#### [Data records]
-- Opening Marker --

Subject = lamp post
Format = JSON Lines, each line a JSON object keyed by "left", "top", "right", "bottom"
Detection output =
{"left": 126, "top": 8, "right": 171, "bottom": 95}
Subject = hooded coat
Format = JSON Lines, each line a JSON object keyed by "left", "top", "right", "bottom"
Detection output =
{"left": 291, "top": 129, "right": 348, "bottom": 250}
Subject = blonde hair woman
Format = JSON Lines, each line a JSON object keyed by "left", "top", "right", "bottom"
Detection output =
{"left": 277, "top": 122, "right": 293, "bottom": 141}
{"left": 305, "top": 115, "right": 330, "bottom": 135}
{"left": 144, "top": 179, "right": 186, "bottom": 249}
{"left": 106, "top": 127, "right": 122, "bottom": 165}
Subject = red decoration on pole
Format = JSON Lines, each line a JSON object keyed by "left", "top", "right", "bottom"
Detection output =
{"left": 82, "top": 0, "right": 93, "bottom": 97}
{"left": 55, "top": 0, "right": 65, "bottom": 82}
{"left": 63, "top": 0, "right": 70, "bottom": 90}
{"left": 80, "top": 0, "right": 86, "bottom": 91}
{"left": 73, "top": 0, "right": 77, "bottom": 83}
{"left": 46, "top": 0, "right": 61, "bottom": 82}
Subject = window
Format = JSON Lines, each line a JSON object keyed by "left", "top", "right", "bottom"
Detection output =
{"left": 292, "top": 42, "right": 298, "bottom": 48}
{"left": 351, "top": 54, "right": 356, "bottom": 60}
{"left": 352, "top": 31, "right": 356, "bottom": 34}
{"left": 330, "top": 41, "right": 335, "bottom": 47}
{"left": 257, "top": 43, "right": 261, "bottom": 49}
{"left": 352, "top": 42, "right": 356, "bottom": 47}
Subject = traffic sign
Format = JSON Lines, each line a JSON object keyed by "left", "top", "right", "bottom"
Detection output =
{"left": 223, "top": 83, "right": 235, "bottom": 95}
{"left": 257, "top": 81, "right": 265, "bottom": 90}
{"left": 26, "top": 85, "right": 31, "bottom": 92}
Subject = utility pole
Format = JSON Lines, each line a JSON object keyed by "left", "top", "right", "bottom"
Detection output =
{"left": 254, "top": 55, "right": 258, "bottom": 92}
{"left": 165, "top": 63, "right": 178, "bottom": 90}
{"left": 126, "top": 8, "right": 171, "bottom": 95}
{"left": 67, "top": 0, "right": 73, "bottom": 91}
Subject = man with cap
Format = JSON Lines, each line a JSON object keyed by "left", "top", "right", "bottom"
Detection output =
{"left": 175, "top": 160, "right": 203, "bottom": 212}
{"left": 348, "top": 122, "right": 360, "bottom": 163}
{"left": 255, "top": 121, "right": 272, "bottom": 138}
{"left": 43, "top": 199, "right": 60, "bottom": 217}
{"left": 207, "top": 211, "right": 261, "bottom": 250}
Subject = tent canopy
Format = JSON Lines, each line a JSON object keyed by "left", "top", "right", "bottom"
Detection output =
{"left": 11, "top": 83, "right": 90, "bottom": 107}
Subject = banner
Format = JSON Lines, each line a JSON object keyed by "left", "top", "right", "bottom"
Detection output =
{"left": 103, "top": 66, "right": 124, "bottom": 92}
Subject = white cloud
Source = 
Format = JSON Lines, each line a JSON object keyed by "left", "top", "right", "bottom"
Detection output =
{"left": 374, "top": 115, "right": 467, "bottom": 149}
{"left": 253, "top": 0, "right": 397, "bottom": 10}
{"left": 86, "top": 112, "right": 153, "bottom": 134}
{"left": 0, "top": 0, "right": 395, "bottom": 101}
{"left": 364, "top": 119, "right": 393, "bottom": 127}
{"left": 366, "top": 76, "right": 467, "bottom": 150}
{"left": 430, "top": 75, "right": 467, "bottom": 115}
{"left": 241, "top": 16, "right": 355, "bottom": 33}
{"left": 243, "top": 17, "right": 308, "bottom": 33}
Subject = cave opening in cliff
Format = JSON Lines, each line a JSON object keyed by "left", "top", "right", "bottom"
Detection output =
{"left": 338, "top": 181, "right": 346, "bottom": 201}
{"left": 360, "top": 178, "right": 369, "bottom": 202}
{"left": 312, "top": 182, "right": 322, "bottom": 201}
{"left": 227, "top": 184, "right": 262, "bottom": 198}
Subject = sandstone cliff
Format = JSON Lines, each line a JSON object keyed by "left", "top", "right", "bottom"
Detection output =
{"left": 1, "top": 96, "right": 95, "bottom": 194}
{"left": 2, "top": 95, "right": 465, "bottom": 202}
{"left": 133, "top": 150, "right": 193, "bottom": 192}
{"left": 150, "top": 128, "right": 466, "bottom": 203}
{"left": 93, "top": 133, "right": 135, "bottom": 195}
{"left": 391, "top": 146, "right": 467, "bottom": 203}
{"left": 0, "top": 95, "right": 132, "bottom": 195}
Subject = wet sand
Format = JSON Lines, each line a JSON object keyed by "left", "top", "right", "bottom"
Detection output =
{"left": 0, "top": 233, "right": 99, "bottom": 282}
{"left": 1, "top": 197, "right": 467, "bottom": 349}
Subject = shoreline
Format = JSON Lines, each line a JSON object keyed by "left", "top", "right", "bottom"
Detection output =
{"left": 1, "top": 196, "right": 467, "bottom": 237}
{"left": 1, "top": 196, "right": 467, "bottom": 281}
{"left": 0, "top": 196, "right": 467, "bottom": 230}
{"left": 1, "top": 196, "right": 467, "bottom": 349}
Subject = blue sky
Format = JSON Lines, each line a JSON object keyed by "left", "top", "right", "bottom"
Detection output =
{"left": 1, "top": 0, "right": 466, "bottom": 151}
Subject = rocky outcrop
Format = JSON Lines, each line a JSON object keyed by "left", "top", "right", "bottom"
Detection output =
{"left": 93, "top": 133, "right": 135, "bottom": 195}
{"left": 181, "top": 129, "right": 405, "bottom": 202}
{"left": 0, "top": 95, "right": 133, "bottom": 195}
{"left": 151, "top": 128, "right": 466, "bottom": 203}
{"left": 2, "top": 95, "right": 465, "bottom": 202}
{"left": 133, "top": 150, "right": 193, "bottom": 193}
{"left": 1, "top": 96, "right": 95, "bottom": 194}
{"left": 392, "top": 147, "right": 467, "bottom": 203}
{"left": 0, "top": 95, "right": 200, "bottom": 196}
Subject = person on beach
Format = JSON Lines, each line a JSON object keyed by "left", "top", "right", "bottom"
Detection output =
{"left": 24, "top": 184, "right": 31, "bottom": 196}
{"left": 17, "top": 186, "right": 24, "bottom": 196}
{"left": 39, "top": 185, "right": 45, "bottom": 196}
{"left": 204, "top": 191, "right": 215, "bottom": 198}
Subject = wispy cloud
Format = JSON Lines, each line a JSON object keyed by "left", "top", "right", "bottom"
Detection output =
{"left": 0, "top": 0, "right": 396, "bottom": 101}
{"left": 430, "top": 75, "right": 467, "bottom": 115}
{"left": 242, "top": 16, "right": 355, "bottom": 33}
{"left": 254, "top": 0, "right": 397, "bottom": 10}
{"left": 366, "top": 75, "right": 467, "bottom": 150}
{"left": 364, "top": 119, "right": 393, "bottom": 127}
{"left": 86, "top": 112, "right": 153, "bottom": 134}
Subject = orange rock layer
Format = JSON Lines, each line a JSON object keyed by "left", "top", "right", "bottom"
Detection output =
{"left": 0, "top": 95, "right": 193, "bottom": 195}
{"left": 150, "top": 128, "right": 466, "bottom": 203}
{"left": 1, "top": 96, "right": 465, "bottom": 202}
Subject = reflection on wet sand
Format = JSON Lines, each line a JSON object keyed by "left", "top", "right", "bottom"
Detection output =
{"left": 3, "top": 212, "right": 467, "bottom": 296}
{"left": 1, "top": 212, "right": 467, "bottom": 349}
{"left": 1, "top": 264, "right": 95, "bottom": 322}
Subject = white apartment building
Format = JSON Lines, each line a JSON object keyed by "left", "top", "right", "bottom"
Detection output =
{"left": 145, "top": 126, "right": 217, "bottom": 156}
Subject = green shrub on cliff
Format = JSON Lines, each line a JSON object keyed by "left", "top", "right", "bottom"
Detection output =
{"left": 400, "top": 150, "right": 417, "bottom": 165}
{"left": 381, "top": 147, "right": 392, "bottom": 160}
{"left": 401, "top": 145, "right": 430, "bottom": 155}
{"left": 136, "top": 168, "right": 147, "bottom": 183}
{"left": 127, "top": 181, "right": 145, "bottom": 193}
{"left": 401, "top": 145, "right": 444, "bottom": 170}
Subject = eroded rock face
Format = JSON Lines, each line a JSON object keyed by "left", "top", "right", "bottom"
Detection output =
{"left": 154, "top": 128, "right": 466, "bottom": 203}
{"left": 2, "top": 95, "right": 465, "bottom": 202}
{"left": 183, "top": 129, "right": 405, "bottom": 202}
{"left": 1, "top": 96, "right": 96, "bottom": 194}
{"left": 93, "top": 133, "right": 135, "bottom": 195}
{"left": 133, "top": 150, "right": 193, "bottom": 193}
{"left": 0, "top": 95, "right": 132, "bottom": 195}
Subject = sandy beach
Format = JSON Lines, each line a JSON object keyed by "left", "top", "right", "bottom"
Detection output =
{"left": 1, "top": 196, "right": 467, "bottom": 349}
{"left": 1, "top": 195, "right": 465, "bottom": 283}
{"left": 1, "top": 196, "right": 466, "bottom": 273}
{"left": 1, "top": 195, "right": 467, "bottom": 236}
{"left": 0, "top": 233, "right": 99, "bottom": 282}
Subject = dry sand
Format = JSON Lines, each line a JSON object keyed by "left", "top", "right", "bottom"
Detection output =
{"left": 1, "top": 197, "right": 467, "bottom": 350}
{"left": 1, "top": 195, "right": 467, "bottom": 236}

-- Closing Marker --

#### [Work instruction]
Your task is to quote the lines above, beginning with the first and ending with the one that holds "Subject = red decoration on pole".

#### [Result of the task]
Subject = lamp post
Format = JSON Lines, each line a JSON object keyed by "left", "top", "right", "bottom"
Detection output =
{"left": 126, "top": 8, "right": 171, "bottom": 95}
Subject = hooded coat
Format = JSON Lines, each line a JSON object keyed by "left", "top", "right", "bottom"
Detection output =
{"left": 291, "top": 129, "right": 348, "bottom": 250}
Subject = blonde hair woman
Format = JSON Lines, each line a JSON object keyed by "left", "top", "right", "bottom"
Detection output =
{"left": 277, "top": 122, "right": 293, "bottom": 141}
{"left": 305, "top": 115, "right": 330, "bottom": 135}
{"left": 144, "top": 179, "right": 186, "bottom": 249}
{"left": 106, "top": 127, "right": 122, "bottom": 165}
Subject = red decoration on pole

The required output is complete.